-- AUSGANGSTEXT --
.....

Ich wünsche mir, dass die Geschichten dieser Frauen sie so inspirieren, wie sie mich inspiriert haben. Mich haben die persönlichen Gespräche mit diesen ganz unterschiedlichen und jede auf ihre Art herausragenden Frauen unglaublich begeistert. Viele, nein alle, haben mich sogar überrascht. Ihre Gedanken, ihre Karrieren und ihre Persönlichkeiten sind faszinierend. Sie sind Role Models für uns alle. Ich möchte jeder Einzelnen für diese Gespräche danken. Als Community können wir mehr bewegen.

Viel Spaß beim Lesen!

{Vorbild Steinzeit;

Hätten wir doch bloß vor 9.000 Jahren als Jäger und Sammler gelebt, unsere Chancen auf Gleichberechtigung im Job wären wohl größer gewesen. Zumindest, wenn wir uns als Frauen dafür entschieden hätten, Großwildjägerin zu werden. Viel zu gefährlich und aufgrund der körperlichen Vorteile reine Männersache? Von wegen. Neueste Forschungsergebnisse zeigen, dass bei den Naturvölkern in der Steinzeit rund ein Drittel der Großwildjäger weiblich waren – eine Quote, die sich im 21. Jahrhundert in kaum einer Chefetage oder einem Aufsichtsrat findet.

Er jagt, sie kümmert sich um Höhle und Heim – dieser Mythos lässt sich nach Grabfunden in Nord- und Südamerika nicht mehr aufrechterhalten. Ins Schwanken gebracht haben die (vermeintliche) Grundlage der heute immer noch weit verbreiteten Arbeitsteilung Grabfunde aus dem Postglazial, der Nach-Eiszeit, auf einer Hochebene in Peru. Dort entdeckten Forscher der University of California in Davis ein Grab, dem Messer, Schaber und mehrere Klingen beigegeben worden waren – typische Grabbeigaben für Jäger. Zu ihrer großen Überraschung stellten die Archäologinnen und Archäologen fest, dass einer der beiden dort bestatteten Jäger eine junge Frau war. Um zu überprüfen, ob es sich dabei um eine Ausnahme handelte – die erste Feministin der Welt und Vorkämpferin für die Gleichstellung im Beruf? – überprüfte das Team um Prof. Randall Haas die Daten von über 400 Toten aus der Eiszeit und Nacheiszeit. Und siehe da: Die Frauenquote bei dem wohl gefährlichsten Job, der damals zu haben war, lag bei rund 30 Prozent.

.....

-- AUFGABENSTELLUNG --
Gib aus dem Ausgangstext die Stelle wortgetreu wieder, die mit „Ich wünsche mir, dass“ beginnt und mit „wir mehr bewegen.“ endet.

.....

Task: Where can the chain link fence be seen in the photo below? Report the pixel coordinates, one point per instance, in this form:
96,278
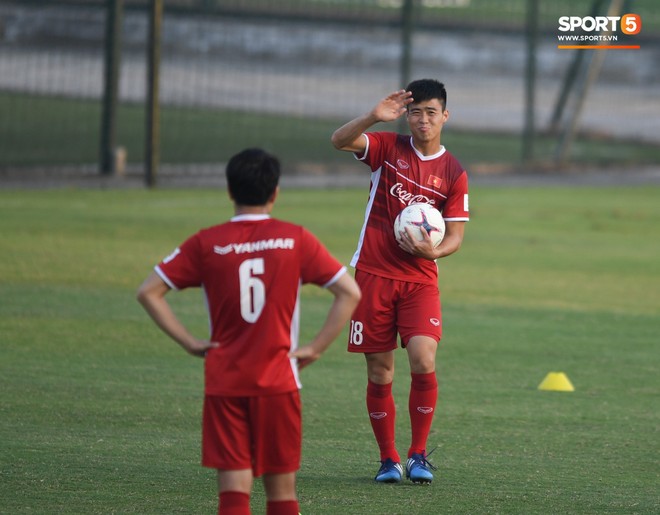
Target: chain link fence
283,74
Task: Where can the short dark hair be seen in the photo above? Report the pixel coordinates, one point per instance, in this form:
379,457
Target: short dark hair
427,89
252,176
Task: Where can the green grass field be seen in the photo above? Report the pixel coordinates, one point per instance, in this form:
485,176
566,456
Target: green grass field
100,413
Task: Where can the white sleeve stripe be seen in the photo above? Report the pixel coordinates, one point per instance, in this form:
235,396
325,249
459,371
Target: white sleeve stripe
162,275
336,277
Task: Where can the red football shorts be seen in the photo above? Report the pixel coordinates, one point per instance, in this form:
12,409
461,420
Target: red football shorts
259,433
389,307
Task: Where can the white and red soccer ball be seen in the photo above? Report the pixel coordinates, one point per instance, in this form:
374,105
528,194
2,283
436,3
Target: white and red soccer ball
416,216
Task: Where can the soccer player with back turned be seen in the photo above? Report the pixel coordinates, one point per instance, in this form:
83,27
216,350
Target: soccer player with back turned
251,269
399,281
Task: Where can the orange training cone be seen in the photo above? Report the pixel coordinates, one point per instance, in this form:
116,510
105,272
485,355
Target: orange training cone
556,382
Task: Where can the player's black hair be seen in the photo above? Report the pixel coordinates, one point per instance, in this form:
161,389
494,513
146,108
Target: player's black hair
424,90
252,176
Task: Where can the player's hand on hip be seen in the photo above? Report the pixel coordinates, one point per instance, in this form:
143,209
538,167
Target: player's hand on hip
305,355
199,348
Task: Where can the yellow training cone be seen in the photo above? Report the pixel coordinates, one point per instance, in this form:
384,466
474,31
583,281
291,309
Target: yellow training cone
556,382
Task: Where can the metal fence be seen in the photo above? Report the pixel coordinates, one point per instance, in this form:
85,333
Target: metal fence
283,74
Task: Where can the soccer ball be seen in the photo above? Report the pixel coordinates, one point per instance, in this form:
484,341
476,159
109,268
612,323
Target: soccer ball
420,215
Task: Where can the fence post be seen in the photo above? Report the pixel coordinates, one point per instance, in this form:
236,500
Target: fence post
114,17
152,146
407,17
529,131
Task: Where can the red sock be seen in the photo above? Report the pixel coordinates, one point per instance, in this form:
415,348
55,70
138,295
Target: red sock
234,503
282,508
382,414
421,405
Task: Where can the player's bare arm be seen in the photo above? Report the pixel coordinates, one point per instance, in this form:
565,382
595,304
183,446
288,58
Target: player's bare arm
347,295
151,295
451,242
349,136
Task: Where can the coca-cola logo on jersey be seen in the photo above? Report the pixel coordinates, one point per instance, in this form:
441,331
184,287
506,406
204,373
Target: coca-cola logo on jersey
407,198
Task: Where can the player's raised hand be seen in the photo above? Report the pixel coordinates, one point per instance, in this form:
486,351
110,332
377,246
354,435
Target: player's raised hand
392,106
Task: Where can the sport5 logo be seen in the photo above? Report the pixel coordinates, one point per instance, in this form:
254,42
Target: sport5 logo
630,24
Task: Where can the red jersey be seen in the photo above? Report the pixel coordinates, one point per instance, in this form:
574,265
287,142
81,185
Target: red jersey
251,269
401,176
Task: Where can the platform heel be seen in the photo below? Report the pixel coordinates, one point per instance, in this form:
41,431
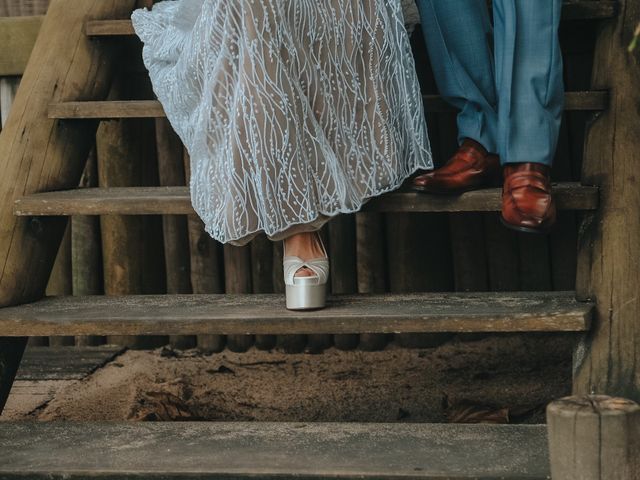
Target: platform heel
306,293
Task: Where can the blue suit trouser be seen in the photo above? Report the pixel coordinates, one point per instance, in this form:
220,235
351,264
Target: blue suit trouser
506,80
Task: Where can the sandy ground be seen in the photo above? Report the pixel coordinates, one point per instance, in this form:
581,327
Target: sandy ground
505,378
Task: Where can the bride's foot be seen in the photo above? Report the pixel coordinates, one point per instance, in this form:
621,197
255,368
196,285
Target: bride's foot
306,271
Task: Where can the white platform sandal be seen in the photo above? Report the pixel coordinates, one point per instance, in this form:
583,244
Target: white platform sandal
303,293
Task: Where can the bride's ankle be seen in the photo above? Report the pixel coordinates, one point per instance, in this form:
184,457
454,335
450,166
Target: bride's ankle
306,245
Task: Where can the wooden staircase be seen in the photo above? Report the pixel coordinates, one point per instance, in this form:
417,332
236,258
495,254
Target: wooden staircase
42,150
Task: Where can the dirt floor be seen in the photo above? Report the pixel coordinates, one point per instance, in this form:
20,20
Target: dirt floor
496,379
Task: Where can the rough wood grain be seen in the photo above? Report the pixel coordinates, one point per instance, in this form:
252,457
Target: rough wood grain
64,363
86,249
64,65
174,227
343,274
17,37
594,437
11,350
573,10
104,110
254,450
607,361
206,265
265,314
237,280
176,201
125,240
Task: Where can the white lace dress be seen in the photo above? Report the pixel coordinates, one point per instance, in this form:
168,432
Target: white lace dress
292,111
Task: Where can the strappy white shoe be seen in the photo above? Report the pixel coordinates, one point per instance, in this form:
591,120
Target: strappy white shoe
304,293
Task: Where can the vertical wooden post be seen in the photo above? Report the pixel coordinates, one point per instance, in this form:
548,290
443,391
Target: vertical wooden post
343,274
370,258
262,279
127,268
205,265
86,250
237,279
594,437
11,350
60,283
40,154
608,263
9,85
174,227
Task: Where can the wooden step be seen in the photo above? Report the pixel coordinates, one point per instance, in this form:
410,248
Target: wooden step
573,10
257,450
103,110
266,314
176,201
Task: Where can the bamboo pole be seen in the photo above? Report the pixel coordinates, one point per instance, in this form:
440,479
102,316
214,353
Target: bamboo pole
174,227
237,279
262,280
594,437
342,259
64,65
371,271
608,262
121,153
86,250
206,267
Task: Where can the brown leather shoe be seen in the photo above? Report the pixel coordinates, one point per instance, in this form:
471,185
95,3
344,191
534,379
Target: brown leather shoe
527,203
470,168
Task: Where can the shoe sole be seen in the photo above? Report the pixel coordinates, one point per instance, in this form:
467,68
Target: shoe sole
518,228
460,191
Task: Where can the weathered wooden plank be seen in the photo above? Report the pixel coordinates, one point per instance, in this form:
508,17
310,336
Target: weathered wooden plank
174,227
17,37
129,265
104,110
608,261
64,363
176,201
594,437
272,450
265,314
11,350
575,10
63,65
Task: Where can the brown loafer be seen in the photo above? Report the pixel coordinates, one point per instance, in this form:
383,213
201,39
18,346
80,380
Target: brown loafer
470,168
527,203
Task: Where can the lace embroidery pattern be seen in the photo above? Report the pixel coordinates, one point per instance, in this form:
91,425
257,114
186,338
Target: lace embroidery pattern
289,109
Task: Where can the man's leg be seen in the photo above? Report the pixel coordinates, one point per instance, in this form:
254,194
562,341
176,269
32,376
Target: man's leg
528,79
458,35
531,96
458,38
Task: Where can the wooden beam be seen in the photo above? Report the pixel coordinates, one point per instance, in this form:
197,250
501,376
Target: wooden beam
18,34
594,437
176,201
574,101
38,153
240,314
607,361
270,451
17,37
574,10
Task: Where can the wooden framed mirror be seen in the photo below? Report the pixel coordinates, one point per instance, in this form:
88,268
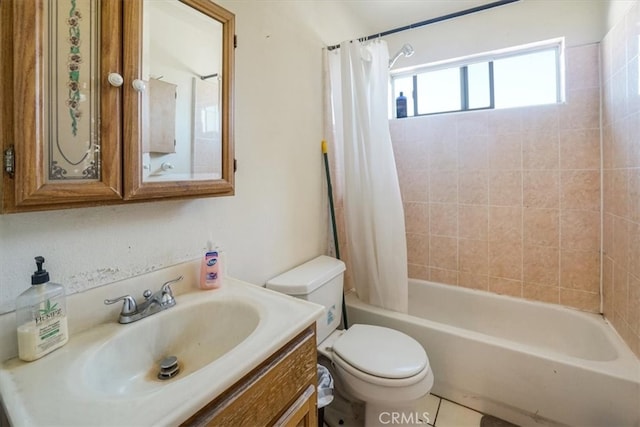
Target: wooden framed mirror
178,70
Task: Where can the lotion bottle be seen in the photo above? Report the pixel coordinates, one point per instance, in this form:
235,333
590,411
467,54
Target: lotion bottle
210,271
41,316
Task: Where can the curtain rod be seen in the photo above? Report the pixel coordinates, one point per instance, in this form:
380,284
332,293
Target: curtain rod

.....

-- LÖSUNG --
Ich wünsche mir, dass die Geschichten dieser Frauen sie so inspirieren, wie sie mich inspiriert haben. Mich haben die persönlichen Gespräche mit diesen ganz unterschiedlichen und jede auf ihre Art herausragenden Frauen unglaublich begeistert. Viele, nein alle, haben mich sogar überrascht. Ihre Gedanken, ihre Karrieren und ihre Persönlichkeiten sind faszinierend. Sie sind Role Models für uns alle. Ich möchte jeder Einzelnen für diese Gespräche danken. Als Community können wir mehr bewegen.